- SUPPLIED PASSAGE
----

Joe: And he was program director there for mid-late eighties, early nineties. And we grew up involved in the Salvation Army, which is always very much involved in kind of the recovery world and helping folks who have various criminal charges like low criminal charges from, drug paraphernalia, et cetera. We all know those struggles through the early two thousands and on and Salvation Army was always a big help to that court system and really was the beginning of helping people. So that was in my blood. We've always been involved in that, whether it's the Christmas program or what have you.
Joe: Coupled with obviously, like everyone, we have family members that struggle with mental health or addiction issue and and so it's in my blood.
Mike: It's interesting you say "Like everyone", because we, I'm nodding because yeah, like everyone. Isn't it amazing how common this is? And then we still have keep it this little secret.
Mike: It still seems hidden. It's still this thing, right? It's amazing.
Joe: Yeah.
Mike: What, you have numerous programs and many locations in California. Talk a little bit about Sierra Health.
Joe: Yeah. So Sierra's goal is to obviously be a true comprehensive ecosystem, an internal ecosystem for folks that are struggling with not just addiction issues, but behavioral health issues.

----

Excerpts from a dataset:

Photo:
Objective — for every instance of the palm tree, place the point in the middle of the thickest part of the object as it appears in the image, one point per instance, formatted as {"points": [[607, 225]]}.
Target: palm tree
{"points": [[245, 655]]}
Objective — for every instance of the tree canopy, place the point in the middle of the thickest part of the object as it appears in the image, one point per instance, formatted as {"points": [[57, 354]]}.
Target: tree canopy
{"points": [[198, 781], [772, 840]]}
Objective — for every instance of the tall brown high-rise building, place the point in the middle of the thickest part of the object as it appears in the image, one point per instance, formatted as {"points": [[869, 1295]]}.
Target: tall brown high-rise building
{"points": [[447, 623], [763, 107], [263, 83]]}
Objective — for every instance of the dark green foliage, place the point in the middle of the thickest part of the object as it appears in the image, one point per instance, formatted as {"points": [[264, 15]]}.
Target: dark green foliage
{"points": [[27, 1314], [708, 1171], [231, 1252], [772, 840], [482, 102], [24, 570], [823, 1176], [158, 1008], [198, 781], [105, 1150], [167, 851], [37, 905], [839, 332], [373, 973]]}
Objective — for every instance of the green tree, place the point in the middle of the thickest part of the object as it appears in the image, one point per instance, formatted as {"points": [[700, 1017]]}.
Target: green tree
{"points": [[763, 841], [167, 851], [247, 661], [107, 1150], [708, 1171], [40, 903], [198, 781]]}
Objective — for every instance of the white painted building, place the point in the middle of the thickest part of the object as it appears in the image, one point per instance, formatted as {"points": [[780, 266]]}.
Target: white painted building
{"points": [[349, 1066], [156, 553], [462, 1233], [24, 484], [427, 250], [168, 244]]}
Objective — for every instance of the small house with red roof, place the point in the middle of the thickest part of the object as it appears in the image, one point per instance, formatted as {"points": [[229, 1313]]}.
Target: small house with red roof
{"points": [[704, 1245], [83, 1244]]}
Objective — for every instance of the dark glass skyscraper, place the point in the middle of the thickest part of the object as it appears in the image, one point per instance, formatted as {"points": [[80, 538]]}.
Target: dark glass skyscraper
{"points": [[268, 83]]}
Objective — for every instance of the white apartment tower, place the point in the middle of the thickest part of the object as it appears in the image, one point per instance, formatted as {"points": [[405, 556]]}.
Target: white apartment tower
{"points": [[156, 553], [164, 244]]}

----

- ACTIVITIES
1. Answer from the interview transcript:
(a) What organization did Joe grow up involved in?
(b) In which state does Mike say Sierra Health has many locations?
(c) Besides addiction issues, what kind of issues is Sierra's ecosystem meant to address?
2. In one shorter sentence, restate the paragraph of the interview transcript that begins "Yeah. So Sierra's goal", keeping its main facts.
3. Reproduce the interview transcript word for word, beginning at the words "Joe: Yeah. So" and stopping after "behavioral health issues.".

- LIST OF SOLUTIONS
1.
(a) The Salvation Army.
(b) California.
(c) Behavioral health issues.

2. Sierra aims to be a comprehensive internal ecosystem for people struggling with addiction and other behavioral health issues.

3.
Joe: Yeah. So Sierra's goal is to obviously be a true comprehensive ecosystem, an internal ecosystem for folks that are struggling with not just addiction issues, but behavioral health issues.